### Page excerpt
- Opening Delimiter -

Tuesday, 8 September 2020

Beyond the USS Pension Fund Collapse

There is a certain air of relief in UK universities that they have students - albeit a much reduced intake from overseas. However, nobody is relaxed about the future. The UK higher education system is oscillating like Tacoma Bridge: it is experiencing violent shocks both internally and externally (this has been happening since before the pandemic), and it is reacting to each of these shocks in a way that reveals that both our institutional structures and our compass are broken. 

The latest shock is the unsurprising revelation that the USS pension scheme - already in trouble - is now in such trouble that anyone looking at it might reach the conclusion "is it worth it? do we quit and invest money elsewhere?" That's very dangerous for a pension scheme. It's difficult to know the larger-scale effects of this, but it is almost certain to make working in HE in the UK unattractive.

There is no question that the marketised universities have exploited labour - particularly of temporary/hourly-paid staff. The union response to this, compacted by the pension issue, may be come to be seen as a warning for what is about to come. Although I had very mixed feelings about the strikes, when we stop listening to each other (which was one of the factors that led to it), serious trouble is always around the corner.

- Closing Delimiter -

### Data shown
- Opening Delimiter -

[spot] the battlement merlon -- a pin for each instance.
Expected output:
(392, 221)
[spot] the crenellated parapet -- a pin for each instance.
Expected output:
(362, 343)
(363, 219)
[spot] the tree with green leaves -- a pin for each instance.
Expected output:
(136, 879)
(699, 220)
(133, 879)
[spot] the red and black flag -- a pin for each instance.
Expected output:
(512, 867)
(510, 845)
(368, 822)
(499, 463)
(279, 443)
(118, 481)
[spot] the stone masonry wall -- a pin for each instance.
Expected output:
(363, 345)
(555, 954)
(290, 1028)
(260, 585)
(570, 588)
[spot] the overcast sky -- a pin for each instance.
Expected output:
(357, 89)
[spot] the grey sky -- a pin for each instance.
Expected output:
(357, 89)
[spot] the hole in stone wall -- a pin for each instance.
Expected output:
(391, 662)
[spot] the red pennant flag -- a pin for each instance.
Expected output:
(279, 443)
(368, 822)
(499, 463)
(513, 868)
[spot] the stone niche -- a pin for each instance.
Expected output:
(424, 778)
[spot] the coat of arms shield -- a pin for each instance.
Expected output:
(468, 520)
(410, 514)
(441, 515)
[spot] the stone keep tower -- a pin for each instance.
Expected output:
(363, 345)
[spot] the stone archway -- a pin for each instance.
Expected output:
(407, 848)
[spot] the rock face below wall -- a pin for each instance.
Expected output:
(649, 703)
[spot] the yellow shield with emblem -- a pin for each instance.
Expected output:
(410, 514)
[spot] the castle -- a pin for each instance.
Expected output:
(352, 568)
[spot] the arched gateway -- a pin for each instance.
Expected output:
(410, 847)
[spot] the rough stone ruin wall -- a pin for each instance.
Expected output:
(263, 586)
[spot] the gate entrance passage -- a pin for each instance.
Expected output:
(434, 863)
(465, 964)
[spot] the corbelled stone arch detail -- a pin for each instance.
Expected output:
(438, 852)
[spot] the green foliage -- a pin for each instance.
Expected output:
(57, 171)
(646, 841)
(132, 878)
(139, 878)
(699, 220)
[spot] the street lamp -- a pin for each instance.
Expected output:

- Closing Delimiter -

### Required work
(1) List every acronym in the USS pension post, each named once.
(2) Please copy the USS pension post word for word, beginning at the words "There is no" and stopping after "around the corner.".

### Response list
(1) UK, USS, HE

(2)
There is no question that the marketised universities have exploited labour - particularly of temporary/hourly-paid staff. The union response to this, compacted by the pension issue, may be come to be seen as a warning for what is about to come. Although I had very mixed feelings about the strikes, when we stop listening to each other (which was one of the factors that led to it), serious trouble is always around the corner.